Copy the data from its first line through the line containing "M1130 444L1127 451L1132", substituting "shapes" for every "outlines" and leaving everything else unchanged.

▬▬▬▬▬▬▬▬▬▬

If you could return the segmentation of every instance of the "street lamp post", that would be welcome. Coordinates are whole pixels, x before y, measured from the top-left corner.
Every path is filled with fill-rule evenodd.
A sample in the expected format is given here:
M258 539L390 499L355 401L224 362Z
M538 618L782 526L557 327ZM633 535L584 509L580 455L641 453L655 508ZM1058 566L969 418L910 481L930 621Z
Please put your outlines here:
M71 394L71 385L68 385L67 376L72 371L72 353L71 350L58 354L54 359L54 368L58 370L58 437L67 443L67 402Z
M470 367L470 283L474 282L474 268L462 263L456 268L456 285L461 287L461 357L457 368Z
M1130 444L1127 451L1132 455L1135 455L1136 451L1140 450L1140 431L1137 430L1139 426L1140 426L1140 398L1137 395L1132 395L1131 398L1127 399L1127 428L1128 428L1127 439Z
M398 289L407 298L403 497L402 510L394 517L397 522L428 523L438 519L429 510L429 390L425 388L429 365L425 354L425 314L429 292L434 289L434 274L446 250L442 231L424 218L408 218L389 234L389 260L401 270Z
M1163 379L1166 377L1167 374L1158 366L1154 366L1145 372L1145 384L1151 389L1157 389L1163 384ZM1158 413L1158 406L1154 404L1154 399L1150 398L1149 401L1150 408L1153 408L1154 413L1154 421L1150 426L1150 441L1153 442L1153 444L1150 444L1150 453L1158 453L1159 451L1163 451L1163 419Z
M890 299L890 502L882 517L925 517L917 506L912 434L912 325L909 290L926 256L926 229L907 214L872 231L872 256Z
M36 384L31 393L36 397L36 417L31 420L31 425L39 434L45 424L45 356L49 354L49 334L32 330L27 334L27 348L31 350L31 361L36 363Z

▬▬▬▬▬▬▬▬▬▬

• Output below
If you could return the segmentation of every instance of the "street lamp post", that would be welcome. Coordinates are whole pixels, x before y, measured from the top-left corner.
Every path is filled with fill-rule evenodd.
A sample in the expected format is given here:
M258 539L390 499L355 401L224 362Z
M538 618L782 526L557 327ZM633 535L584 509L580 455L641 453L655 508ZM1058 566L969 418L910 481L930 621Z
Please put your shapes here:
M71 394L71 385L68 385L67 376L72 371L72 353L71 350L58 354L54 359L54 368L58 370L58 437L67 443L67 402Z
M470 367L470 283L474 282L474 268L462 263L456 268L456 285L461 287L461 357L457 368Z
M1130 444L1127 451L1132 455L1135 455L1136 451L1140 450L1140 431L1137 430L1139 426L1140 426L1140 398L1137 395L1132 395L1131 398L1127 399L1127 428L1128 428L1127 439Z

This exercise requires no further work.